- Born: Cristina Bonacci 15 October 1964 (age 61) Myrtleford, Victoria, Australia
- Genres: Heavy metal, hard rock, pop, dance
- Occupations: Musician, songwriter, record producer
- Instruments: Guitar, keyboards, vocals
- Years active: 1977–present
- Label: Renaissance

= Cris Bonacci =

Cristina "Cris" Bonacci (born 15 October 1964) is an Australian-born producer, songwriter, and musician. She was the lead guitarist in the British heavy metal band Girlschool (1984 to 1992, 2004) and has also provided session guitar work for other artists.

==Career==

Bonacci was born at Myrtleford, in northeastern Victoria and grew up on a country farm near Melbourne where her family had moved when she was 11 or 12 years old. She started playing guitar soon after coming to Melbourne, inspired by her father's guitar playing, her uncle's band membership, and her Spanish neighbors' flamenco guitar. Bonacci was largely self-taught and influenced by rock guitarists Jimi Hendrix and Jeff Beck, as well as early Black Sabbath albums.

She played in several Australian bands but never stayed with one for more than a few years. In the early 1970s, she joined the rock group, Vixen, as lead guitarist. In early 1975, Bonacci and Sally Zylstra formed Sweet Jayne in Melbourne with Robyn Clark on drums and Zylstra on bass guitar. They later added lead singer Chris Scheri, who also played the flute. Sweet Jayne developed a large local following and recorded several demos and an EP between 1977 and 1983.

Their self-titled EP was issued in January 1980 and had five tracks, "Ambiguous Girl", "Omniscience", "Some People", "State of Mind" and "Crushed and Crazy". Australian musicologist, Ian McFarlane, opined that it, "highlighted Bonacci's crunching guitar riffs offset by Scheri's melodic vocals and lilting flute lines." Soon after Brendan O'Shea replaced Zylstra on bass guitar and John Zaffarese replaced Clark on drums. In October 1981, this lineup issued a single, "Icarus", with Fab Versace replacing Zaffarese on drums before being replaced in turn by Billy George in 1982. The group disbanded in January 1983.

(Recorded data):
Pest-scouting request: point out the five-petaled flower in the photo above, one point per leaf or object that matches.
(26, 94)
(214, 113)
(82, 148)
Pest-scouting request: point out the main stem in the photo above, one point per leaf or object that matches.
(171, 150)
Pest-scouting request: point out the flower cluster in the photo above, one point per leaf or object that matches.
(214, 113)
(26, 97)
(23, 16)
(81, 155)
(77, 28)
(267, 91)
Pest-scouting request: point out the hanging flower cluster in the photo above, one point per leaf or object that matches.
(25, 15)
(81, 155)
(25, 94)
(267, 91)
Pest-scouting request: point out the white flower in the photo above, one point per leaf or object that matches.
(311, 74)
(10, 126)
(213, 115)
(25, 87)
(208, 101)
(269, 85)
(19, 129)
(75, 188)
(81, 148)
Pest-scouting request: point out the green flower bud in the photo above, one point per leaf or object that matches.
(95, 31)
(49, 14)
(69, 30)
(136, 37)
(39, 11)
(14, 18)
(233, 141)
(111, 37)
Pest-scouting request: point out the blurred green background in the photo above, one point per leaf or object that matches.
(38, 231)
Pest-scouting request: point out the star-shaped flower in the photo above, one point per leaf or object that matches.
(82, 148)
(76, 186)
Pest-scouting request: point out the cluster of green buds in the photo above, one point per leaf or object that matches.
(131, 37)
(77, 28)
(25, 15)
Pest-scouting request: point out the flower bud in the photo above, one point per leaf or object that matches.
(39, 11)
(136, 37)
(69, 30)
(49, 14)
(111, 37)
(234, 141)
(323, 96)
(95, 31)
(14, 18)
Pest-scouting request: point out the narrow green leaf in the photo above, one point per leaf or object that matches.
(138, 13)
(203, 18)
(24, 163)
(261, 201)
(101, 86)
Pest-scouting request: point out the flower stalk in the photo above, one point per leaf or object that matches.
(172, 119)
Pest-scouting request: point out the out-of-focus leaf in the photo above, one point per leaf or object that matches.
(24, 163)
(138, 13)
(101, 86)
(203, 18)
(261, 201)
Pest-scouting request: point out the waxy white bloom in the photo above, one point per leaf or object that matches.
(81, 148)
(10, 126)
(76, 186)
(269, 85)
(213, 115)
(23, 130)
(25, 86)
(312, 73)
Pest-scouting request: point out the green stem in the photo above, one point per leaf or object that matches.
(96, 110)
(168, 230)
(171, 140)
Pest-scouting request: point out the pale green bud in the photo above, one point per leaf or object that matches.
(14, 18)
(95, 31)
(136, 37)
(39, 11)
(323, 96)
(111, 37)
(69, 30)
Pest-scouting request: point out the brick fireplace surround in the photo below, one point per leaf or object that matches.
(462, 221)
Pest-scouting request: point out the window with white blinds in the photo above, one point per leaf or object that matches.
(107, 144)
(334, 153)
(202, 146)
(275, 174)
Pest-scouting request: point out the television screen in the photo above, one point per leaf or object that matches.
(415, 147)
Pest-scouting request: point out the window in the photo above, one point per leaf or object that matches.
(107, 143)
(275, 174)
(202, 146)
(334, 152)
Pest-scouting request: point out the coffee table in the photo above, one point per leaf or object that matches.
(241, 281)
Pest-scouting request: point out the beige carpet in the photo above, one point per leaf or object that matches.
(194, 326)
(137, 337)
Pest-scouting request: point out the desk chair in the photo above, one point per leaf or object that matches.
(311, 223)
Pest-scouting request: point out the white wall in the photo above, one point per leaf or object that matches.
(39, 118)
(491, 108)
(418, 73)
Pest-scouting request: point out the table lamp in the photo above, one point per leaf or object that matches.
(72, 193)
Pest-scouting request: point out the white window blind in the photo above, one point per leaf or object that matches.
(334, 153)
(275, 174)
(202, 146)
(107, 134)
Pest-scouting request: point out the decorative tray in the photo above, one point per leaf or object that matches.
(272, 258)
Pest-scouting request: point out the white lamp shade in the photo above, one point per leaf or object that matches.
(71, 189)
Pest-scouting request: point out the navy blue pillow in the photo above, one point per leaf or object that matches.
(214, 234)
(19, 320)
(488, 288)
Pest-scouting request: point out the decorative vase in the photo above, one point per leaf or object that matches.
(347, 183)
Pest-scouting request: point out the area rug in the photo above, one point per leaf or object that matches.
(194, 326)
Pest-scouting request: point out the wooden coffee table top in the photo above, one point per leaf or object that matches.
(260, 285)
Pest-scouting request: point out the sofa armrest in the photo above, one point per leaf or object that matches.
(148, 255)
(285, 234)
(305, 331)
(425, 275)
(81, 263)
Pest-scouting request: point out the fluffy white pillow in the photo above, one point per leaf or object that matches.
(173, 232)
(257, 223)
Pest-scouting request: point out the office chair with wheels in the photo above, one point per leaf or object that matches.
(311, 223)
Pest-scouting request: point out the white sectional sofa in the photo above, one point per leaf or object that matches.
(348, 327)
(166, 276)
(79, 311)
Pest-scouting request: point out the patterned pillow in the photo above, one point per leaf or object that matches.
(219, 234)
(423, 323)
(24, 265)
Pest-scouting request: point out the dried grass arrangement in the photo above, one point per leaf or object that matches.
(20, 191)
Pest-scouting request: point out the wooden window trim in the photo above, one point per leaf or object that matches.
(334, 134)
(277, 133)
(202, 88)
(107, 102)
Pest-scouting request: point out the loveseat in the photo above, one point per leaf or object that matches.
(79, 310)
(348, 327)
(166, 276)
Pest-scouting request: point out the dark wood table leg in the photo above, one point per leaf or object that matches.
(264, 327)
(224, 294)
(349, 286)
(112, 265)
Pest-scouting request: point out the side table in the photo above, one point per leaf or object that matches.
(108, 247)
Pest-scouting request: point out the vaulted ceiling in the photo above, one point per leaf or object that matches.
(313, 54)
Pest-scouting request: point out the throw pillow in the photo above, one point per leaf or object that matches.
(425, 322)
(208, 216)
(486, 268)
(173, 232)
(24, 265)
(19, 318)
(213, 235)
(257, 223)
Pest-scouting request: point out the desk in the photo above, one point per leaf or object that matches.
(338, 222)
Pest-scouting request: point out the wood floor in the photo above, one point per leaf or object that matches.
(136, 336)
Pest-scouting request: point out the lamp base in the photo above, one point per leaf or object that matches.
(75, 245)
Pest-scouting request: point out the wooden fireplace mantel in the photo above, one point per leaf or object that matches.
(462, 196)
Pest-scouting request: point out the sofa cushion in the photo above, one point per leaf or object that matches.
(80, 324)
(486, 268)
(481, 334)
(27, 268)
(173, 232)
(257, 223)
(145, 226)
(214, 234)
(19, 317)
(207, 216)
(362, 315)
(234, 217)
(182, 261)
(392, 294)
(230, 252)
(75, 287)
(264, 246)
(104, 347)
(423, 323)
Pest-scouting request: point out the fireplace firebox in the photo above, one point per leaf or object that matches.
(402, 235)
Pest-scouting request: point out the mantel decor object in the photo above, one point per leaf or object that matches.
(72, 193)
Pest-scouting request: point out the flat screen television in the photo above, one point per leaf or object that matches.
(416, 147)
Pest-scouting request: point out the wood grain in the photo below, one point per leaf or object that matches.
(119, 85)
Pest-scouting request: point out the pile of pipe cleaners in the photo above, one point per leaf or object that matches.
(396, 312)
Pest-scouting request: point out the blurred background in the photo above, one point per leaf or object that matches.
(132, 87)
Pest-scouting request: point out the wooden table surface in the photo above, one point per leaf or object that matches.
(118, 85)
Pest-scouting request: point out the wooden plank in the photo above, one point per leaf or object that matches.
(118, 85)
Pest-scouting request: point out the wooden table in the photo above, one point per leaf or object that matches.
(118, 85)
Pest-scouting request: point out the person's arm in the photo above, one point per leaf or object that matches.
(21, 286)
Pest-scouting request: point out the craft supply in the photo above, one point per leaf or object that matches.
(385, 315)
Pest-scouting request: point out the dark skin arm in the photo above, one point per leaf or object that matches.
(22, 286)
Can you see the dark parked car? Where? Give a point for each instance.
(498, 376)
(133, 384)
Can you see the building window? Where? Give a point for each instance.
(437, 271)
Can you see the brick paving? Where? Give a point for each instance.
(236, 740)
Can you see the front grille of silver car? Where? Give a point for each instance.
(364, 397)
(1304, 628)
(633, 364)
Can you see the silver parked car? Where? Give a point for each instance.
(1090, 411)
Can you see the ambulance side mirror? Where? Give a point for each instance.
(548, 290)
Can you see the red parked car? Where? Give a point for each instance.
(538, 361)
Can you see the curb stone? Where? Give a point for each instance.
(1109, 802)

(Given task): Condense the profile of Cris Bonacci into two sentences.

(Answer below): Cris Bonacci is an Australian-born producer, songwriter, and musician who grew up on a farm near Melbourne, largely taught herself guitar, and was lead guitarist in the British heavy metal band Girlschool. Earlier, in 1975, she and Sally Zylstra formed Sweet Jayne in Melbourne, a band that built a large local following, issued a self-titled EP in 1980 and the single "Icarus" in 1981, and disbanded in January 1983.